AUSGEWÄHLTER TEXT
= = = = = = =
Ungeachtet des derzeit weite Teile des Nahen und Mittleren Ostens beherrschenden Konfliktes zwischen Sunniten und Schiiten waren bei den irakischen Parlamentswahlen vom vergangenen Monat die größeren Wahlblöcke religiös gemischt und haben weitgehend auf konfessionelle Wahlsprüche verzichtet. Typisch hierfür ist der Wahlkampf des seit 2014 amtierende Ministerpräsidenten Haider al-Abadi. Der Schiit trat mit einer Liste namens Nasr (Sieg) an, deren Name sich auf den Sieg gegen den Islamischen Staat (IS) bezog, und versuchte, die Wähler konfessionsübergreifend anzusprechen. Als erster schiitischer Premier führte er auch in der sunnitischen Provinz Anbar und in Kurdistan persönlich Wahlkampf. 

Beinahe 7000 Kandidaten, davon 2000 Frauen, bewarben sich um die 329 Sitze im sogenannten Repräsentantenrat. Insgesamt 200 Parteien stellten sich der Wahl. Neun Parlamentssitze waren für Minderheiten reserviert, Christen, Jesiden, Shabak, Mandäer und Faili-Kurden. Erstmals gab es eine Frauenquote von 25 Prozent.
= = = = = = =
DATENAUSZUG

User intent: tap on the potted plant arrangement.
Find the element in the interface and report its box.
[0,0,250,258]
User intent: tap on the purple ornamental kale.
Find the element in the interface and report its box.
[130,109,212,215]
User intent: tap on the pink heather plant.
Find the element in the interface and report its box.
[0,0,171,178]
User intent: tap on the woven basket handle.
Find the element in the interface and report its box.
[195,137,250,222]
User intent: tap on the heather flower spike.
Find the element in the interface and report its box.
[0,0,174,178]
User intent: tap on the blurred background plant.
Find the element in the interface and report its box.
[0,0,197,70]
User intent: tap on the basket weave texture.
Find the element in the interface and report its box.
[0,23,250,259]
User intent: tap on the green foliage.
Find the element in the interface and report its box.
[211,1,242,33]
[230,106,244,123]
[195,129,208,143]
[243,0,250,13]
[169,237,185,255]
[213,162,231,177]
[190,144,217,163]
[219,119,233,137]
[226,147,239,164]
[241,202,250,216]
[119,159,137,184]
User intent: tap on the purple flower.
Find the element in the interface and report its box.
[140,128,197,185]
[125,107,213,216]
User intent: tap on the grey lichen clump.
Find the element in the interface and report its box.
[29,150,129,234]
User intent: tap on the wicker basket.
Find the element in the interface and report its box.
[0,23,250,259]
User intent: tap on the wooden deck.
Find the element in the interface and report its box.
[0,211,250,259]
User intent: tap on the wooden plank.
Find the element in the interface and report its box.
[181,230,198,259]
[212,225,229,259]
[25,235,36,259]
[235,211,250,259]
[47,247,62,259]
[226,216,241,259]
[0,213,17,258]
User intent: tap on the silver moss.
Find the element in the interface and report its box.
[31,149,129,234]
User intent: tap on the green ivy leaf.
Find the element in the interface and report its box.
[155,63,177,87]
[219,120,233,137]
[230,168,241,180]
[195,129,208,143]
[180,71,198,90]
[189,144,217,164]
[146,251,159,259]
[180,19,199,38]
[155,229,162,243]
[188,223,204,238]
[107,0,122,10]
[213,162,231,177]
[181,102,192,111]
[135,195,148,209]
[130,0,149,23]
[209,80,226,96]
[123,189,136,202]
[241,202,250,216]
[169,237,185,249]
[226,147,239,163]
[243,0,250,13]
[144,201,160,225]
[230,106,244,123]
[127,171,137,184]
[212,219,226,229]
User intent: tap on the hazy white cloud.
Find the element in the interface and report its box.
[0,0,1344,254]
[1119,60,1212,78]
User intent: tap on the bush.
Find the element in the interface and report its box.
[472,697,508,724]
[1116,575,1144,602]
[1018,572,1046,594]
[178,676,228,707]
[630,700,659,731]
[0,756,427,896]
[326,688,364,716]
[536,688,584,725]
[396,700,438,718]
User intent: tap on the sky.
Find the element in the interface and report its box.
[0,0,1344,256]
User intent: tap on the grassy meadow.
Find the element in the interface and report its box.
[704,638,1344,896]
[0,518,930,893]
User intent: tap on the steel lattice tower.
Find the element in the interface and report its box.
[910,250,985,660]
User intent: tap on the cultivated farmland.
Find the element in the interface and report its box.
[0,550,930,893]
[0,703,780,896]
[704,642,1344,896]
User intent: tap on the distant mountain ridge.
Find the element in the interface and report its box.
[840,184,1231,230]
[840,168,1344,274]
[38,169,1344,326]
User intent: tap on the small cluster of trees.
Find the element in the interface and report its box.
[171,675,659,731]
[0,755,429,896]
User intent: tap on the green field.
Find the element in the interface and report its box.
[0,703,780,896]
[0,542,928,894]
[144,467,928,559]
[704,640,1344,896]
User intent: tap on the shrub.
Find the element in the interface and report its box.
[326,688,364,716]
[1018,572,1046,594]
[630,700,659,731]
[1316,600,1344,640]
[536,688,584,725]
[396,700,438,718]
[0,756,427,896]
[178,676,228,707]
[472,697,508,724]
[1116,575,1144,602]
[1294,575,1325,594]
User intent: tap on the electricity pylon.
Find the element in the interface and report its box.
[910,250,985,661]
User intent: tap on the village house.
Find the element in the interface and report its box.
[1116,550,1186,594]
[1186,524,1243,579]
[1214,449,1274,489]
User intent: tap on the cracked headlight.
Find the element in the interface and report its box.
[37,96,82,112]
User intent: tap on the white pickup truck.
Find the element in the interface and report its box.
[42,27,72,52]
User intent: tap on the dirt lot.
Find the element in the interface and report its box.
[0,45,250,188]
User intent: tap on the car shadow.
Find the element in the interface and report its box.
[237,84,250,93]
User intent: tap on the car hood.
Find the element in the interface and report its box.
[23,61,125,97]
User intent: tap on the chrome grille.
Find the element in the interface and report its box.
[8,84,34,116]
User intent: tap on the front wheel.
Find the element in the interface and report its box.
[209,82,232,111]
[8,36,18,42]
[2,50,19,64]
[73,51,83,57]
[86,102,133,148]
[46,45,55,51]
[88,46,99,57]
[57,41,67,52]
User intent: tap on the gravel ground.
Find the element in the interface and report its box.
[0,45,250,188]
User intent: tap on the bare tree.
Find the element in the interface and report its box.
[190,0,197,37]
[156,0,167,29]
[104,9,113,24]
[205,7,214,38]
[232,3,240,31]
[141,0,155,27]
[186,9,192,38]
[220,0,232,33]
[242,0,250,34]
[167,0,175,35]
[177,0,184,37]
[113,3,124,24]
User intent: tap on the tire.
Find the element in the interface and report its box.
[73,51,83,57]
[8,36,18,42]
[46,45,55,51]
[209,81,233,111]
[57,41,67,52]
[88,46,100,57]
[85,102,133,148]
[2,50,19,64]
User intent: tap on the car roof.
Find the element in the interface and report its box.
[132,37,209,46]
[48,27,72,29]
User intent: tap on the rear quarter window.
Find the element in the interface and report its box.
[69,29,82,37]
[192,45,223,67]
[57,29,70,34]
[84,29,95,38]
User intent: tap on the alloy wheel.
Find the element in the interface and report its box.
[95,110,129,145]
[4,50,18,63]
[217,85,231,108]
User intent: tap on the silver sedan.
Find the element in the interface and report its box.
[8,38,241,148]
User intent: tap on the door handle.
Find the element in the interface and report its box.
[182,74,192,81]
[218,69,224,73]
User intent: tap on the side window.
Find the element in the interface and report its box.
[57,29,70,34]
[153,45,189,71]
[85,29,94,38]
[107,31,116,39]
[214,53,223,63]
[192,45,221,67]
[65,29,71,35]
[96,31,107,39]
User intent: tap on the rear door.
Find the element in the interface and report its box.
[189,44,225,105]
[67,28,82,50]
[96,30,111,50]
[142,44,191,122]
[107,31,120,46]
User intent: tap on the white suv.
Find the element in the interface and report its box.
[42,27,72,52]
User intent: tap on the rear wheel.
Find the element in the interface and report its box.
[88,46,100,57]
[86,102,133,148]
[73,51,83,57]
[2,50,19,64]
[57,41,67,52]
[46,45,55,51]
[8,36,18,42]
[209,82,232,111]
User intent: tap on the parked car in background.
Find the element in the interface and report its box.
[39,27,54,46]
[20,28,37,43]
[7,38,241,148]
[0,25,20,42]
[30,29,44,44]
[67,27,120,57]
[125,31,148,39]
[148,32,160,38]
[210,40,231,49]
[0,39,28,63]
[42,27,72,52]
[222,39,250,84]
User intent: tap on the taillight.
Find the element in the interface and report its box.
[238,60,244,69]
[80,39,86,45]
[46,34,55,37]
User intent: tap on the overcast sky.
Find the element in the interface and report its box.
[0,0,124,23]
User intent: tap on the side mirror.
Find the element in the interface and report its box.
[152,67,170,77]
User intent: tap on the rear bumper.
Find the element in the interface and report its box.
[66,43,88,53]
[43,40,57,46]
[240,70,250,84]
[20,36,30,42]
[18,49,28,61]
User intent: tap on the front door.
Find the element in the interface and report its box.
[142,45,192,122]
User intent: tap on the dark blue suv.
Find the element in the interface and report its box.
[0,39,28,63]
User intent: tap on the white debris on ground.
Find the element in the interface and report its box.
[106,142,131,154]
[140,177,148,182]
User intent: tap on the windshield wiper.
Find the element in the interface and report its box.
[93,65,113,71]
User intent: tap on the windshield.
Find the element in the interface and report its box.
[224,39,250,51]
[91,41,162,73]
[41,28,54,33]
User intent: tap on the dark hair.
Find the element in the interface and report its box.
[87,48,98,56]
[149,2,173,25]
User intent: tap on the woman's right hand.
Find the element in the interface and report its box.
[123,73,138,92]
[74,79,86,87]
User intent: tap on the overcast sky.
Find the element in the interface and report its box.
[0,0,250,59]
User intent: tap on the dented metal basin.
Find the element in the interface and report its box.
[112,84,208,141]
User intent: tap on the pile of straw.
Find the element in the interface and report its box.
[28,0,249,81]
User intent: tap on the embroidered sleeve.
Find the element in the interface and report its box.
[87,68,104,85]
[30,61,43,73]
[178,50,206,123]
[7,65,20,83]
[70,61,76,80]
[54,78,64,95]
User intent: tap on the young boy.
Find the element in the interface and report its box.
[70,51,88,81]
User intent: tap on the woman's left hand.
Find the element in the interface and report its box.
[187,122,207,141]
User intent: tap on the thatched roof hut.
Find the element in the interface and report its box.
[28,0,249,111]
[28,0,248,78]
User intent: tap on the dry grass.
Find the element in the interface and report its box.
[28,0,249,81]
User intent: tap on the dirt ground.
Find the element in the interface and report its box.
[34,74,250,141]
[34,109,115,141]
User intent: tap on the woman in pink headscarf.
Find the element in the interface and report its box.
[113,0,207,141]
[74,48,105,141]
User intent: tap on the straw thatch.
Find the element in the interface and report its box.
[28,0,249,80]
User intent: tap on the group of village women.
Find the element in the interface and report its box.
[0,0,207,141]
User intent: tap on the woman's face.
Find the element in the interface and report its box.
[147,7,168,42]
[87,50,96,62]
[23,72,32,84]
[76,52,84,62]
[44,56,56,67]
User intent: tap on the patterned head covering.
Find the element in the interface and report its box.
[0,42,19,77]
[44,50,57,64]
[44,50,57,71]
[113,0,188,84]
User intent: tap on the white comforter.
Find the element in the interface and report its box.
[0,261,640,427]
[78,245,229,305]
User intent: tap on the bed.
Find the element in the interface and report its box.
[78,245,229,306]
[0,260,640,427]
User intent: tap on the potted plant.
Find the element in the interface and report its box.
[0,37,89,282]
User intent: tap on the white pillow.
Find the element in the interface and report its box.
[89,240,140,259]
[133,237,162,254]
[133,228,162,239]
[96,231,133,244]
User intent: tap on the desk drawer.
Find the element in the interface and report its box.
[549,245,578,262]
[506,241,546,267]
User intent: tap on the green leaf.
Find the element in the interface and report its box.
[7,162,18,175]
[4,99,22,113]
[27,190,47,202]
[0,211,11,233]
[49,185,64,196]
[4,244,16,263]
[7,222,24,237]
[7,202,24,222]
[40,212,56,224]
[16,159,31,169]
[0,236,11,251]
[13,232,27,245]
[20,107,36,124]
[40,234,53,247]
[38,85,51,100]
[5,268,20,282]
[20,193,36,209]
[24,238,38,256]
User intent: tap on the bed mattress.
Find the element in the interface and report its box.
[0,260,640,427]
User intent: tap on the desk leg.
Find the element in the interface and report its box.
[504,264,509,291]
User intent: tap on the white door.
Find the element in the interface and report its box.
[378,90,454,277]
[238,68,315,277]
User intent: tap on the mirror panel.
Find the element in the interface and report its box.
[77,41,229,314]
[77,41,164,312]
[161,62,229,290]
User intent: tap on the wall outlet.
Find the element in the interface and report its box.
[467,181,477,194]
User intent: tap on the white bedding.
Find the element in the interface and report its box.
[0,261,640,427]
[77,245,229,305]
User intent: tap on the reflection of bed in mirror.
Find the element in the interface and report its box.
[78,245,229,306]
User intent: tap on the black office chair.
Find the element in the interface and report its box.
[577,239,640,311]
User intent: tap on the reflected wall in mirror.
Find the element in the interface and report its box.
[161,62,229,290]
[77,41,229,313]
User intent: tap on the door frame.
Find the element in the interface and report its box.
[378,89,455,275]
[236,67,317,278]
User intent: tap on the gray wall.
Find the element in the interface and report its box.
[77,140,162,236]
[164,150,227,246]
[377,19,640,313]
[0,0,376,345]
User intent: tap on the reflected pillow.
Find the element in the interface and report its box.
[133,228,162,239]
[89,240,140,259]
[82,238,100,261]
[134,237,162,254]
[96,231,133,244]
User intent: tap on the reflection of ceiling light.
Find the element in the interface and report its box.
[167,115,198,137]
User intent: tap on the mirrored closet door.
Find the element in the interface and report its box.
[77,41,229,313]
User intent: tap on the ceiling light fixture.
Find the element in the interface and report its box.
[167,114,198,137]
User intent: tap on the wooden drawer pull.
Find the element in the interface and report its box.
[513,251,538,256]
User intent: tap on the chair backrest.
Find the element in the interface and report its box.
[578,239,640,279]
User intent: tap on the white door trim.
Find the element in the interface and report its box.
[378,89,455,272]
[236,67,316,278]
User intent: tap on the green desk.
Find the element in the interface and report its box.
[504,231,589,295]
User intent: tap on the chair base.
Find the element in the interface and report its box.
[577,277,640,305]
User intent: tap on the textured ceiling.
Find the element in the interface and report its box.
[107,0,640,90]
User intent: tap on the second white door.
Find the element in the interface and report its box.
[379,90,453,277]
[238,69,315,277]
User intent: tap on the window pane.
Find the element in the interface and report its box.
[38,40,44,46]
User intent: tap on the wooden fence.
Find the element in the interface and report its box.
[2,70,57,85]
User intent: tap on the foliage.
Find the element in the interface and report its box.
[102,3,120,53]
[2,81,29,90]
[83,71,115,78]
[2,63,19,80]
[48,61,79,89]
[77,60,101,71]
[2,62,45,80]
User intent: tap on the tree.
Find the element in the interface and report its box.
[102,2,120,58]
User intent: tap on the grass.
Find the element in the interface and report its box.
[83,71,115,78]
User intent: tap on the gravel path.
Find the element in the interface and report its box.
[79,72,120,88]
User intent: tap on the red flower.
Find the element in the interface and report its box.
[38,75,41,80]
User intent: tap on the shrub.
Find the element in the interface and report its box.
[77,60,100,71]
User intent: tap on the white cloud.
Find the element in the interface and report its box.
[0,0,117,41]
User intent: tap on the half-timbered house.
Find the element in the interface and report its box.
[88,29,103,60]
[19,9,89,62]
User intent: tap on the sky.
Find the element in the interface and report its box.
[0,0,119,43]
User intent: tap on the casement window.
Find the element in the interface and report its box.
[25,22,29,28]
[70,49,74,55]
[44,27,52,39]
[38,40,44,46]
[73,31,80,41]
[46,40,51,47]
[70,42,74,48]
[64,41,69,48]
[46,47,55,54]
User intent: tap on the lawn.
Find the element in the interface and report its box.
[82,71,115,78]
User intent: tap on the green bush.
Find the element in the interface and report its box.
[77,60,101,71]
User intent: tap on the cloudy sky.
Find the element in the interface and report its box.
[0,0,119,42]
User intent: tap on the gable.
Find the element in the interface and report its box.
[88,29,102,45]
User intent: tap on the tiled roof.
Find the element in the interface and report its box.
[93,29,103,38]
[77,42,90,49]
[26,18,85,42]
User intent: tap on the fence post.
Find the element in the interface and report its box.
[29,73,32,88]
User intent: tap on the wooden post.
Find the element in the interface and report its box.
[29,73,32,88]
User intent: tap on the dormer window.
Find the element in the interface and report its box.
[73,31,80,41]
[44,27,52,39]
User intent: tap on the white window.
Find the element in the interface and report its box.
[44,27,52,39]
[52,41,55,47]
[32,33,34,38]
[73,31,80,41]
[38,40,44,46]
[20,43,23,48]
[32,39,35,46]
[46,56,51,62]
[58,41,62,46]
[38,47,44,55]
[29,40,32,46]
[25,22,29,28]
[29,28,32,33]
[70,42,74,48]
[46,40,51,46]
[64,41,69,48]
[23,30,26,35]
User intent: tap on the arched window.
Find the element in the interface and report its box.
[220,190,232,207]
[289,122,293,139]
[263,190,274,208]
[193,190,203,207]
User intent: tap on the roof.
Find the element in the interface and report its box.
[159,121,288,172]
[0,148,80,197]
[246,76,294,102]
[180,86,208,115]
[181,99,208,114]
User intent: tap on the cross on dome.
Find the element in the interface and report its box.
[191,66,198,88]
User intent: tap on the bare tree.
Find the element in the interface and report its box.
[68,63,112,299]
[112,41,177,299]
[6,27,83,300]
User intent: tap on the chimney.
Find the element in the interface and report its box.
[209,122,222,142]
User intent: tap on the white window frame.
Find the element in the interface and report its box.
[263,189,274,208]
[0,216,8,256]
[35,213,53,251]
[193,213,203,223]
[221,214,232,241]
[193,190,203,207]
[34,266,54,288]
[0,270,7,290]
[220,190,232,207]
= = = = = = =
IHRE AUFGABEN
(A) Übertragen Sie aus dem Text über die irakischen Parlamentswahlen wortgetreu den Abschnitt, der bei den Worten „Ungeachtet des derzeit“ einsetzt und mit „Kurdistan persönlich Wahlkampf.“ schließt.
(B) Führen Sie den Text über die irakischen Parlamentswahlen im Anschluss an seinen letzten Satz weiter.

ANTWORTEN JE AUFGABE
(A)
Ungeachtet des derzeit weite Teile des Nahen und Mittleren Ostens beherrschenden Konfliktes zwischen Sunniten und Schiiten waren bei den irakischen Parlamentswahlen vom vergangenen Monat die größeren Wahlblöcke religiös gemischt und haben weitgehend auf konfessionelle Wahlsprüche verzichtet. Typisch hierfür ist der Wahlkampf des seit 2014 amtierende Ministerpräsidenten Haider al-Abadi. Der Schiit trat mit einer Liste namens Nasr (Sieg) an, deren Name sich auf den Sieg gegen den Islamischen Staat (IS) bezog, und versuchte, die Wähler konfessionsübergreifend anzusprechen. Als erster schiitischer Premier führte er auch in der sunnitischen Provinz Anbar und in Kurdistan persönlich Wahlkampf.

(B)
Für die Experten überraschend wurde die Wahl nicht vom populären Premier, sondern von einer antiiranischen und einer antiamerikanischen Liste gewonnen. Der Schiitenführer Muktada al-Sadr, der nach seinem Wechsel ins saudische Lager, eine Wahlallianz mit der Kommunistischen Partei unter dem Namen „Sairun“ (Wir marschieren) eingegangen war, erhielt 54 Sitze im Parlament. An zweiter Stelle kam mit 47 Sitzen die Liste „Fath“ (Eroberung), eine Allianz von schiitischen, Iran-freundlichen Milizen unter Hadi al-Amiri. Al-Abadi, der mithilfe der USA den IS besiegt hatte, erreichte mit seiner Liste „Nasr“ nur den dritten Platz mit 42 Sitzen. 

Von einem Wahlsieger im engeren Wortsinne lässt sich nicht sprechen, denn keine Partei kam über mehr als 18 Prozent der Stimmen, kommt also auch nur annähernd an eine absolute Mehrheit heran, und dies bei einer schwachen Wahlbeteiligung von gerade einmal 44,5 Prozent. 

Mindestens 165 Sitze wären für eine absolute Mehrheit vonnöten. Dazu müssten sich mindestens drei Parteien oder Blöcke zusammenschließen. „Sairun“ und „Fath“ haben bezüglich des Iran konträre Ansichten und werden deshalb wohl nicht zueinander finden. So könnte Premier al-Abadi als Dritter entweder zum Königsmacher oder aber selbst wieder zum König werden. Die Popularität dazu hat er nach seinem Sieg über den IS. 

Wer den Auftrag zur Regierungsbildung bekommen wird, ist noch unklar. Bei der ersten Parlamentssitzung könnten sich mehrere Listen zusammenschließen und so die größte Fraktion bilden, die gemäß der Verfassung mit der Regierungsbildung beauftragt werden muss. 

Auf ihrer konstituierenden Sitzung muss das neuen Parlament einen neuen Parlamentspräsidenten und einen neuen Staatspräsidenten wählen, der dann seinerseits den Regierungschef zu designieren hat. Die dafür vorgesehene Frist von 90 Tage wird wahrscheinlich nicht eingehalten werden können.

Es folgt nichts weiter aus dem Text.